(DIRECTIONS)
The answer should reproduce the listing below character for character.

(INFORMATION PROVIDED)
┏━━
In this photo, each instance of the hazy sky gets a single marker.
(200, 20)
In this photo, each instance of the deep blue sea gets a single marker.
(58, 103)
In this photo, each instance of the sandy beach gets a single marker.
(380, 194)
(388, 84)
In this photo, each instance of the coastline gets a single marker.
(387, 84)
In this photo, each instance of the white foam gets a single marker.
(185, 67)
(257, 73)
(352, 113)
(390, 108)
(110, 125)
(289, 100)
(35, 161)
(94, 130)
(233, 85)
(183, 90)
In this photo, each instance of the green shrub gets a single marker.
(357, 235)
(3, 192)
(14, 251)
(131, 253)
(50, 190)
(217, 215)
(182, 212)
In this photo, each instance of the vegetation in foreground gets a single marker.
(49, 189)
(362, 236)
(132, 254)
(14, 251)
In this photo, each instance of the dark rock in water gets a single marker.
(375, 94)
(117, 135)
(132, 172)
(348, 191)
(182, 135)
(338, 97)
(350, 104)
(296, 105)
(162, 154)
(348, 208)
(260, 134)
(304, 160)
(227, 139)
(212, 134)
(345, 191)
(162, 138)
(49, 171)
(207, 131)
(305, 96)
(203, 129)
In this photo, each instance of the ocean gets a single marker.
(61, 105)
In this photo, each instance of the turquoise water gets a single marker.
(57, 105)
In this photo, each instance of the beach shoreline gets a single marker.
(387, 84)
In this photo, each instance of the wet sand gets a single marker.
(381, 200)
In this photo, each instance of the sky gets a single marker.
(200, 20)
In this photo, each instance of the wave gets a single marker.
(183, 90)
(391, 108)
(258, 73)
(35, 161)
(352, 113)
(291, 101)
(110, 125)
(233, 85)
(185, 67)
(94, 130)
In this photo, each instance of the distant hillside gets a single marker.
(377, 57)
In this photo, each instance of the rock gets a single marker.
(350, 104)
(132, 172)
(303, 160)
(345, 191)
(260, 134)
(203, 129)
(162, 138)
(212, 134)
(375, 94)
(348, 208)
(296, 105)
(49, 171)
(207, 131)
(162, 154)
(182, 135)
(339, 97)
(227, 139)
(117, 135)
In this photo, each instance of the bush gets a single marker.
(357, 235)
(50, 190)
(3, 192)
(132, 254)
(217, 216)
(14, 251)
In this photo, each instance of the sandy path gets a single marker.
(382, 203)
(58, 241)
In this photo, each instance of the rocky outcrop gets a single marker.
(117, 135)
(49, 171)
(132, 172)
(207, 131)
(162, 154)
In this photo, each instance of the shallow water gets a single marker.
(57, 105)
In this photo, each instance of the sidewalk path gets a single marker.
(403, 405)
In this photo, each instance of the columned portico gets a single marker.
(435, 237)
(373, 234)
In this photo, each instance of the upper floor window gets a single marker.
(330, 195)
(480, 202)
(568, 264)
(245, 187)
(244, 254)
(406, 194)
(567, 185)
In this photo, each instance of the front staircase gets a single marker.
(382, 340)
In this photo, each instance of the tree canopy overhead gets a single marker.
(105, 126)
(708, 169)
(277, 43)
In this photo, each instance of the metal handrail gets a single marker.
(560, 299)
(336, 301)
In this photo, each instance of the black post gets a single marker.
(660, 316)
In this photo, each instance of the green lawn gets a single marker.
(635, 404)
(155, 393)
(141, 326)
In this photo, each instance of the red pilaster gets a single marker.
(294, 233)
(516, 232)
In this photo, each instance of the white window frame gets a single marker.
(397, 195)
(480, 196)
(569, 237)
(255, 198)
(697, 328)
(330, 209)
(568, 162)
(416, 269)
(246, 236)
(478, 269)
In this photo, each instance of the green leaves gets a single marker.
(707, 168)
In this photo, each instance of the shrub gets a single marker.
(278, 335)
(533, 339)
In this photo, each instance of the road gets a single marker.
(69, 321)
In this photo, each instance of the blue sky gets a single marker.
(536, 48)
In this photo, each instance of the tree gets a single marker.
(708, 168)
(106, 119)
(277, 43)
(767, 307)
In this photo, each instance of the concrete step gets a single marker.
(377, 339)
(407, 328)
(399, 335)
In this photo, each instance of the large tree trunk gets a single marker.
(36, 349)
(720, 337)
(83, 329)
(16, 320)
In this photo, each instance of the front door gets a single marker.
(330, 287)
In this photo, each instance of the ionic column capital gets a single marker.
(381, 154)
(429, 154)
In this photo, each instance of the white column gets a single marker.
┗━━
(RESPONSE FOR THIS EXERCISE)
In this photo, each instance of the hazy sky gets a single marker.
(200, 20)
In this photo, each instance of the deep blue sea gets a single marker.
(58, 103)
In this photo, each instance of the sandy beach gets a single marker.
(380, 194)
(388, 84)
In this photo, each instance of the coastline gets a single marker.
(387, 84)
In this photo, each instance of the white foam gets a single marker.
(185, 67)
(257, 73)
(352, 113)
(390, 108)
(110, 125)
(289, 100)
(35, 161)
(94, 130)
(233, 85)
(183, 90)
In this photo, each instance of the green shrub gets a single marker.
(357, 235)
(3, 192)
(14, 251)
(131, 253)
(50, 190)
(217, 215)
(182, 212)
In this photo, each instance of the vegetation in foreground gets a single marker.
(49, 189)
(362, 236)
(132, 254)
(14, 251)
In this photo, each instance of the dark rock in water gets a single marker.
(375, 94)
(117, 135)
(132, 172)
(348, 191)
(182, 135)
(338, 97)
(350, 104)
(296, 105)
(162, 154)
(348, 208)
(260, 134)
(304, 160)
(227, 139)
(212, 134)
(345, 191)
(162, 138)
(49, 171)
(207, 131)
(305, 96)
(203, 129)
In this photo, each instance of the ocean gets a single marker.
(61, 105)
In this photo, each instance of the turquoise water gets a single marker.
(57, 105)
In this photo, each instance of the beach shoreline gets a single marker.
(387, 84)
In this photo, each instance of the wet sand gets a single marker.
(381, 200)
In this photo, each instance of the sky gets a single marker.
(200, 20)
In this photo, each instance of the wave gets a single marker.
(183, 90)
(391, 108)
(258, 73)
(35, 161)
(352, 113)
(291, 101)
(110, 125)
(233, 85)
(185, 67)
(94, 130)
In this photo, each instance of the distant hillside gets a single marker.
(377, 57)
In this photo, each instance of the rock gets a single marker.
(350, 104)
(132, 172)
(303, 160)
(345, 191)
(260, 134)
(203, 129)
(162, 138)
(212, 134)
(375, 94)
(348, 208)
(296, 105)
(49, 171)
(207, 131)
(162, 154)
(182, 135)
(339, 97)
(227, 139)
(117, 135)
In this photo, each instance of the bush gets a single marker.
(357, 235)
(50, 190)
(3, 192)
(132, 254)
(217, 216)
(14, 251)
In this photo, each instance of the sandy path gets a single marker.
(382, 203)
(58, 241)
In this photo, each instance of the rocky outcrop gets a single marker.
(117, 135)
(49, 171)
(132, 172)
(207, 131)
(162, 154)
In this photo, each instance of the shallow water gets a single marker.
(57, 105)
In this photo, each instance of the sidewalk path gets a single marker.
(403, 405)
In this photo, each instance of the columned portico gets a single marker.
(435, 237)
(373, 234)
In this photo, each instance of the upper floor window gets a single marker.
(330, 195)
(480, 202)
(568, 264)
(245, 187)
(244, 254)
(406, 194)
(567, 185)
In this photo, each instance of the front staircase gets a single marker.
(382, 340)
In this photo, each instance of the tree canopy overhead gets a single marker.
(105, 126)
(708, 169)
(277, 43)
In this photo, each instance of the metal handrail gets a single marker.
(560, 299)
(336, 301)
In this photo, each instance of the black post gets a single marker.
(660, 316)
In this photo, each instance of the green lawn gets a single marker.
(635, 404)
(155, 393)
(141, 326)
In this photo, each instance of the red pilaster gets a single marker.
(294, 233)
(516, 232)
In this photo, each instance of the white window frame gets a single marker.
(397, 195)
(480, 196)
(569, 237)
(255, 198)
(697, 328)
(330, 209)
(568, 162)
(416, 269)
(246, 236)
(478, 269)
In this photo, each instance of the green leaves gets a single marker.
(707, 168)
In this photo, each instance of the shrub gets a single marker.
(278, 335)
(533, 339)
In this photo, each instance of the road gets a single marker.
(69, 321)
In this photo, each instance of the blue sky gets a single marker.
(536, 48)
In this photo, each instance of the tree gets a single marker.
(708, 168)
(106, 119)
(277, 43)
(767, 307)
In this photo, each instance of the concrete step gets a single marker.
(377, 339)
(407, 328)
(399, 335)
In this photo, each instance of the large tree trunk gets a single marker.
(36, 349)
(720, 337)
(83, 329)
(16, 320)
In this photo, each instance of the front door gets a single marker.
(330, 287)
In this photo, each instance of the ionic column capital gets a single marker.
(381, 154)
(429, 154)
In this photo, each instance of the white column gets a single marker.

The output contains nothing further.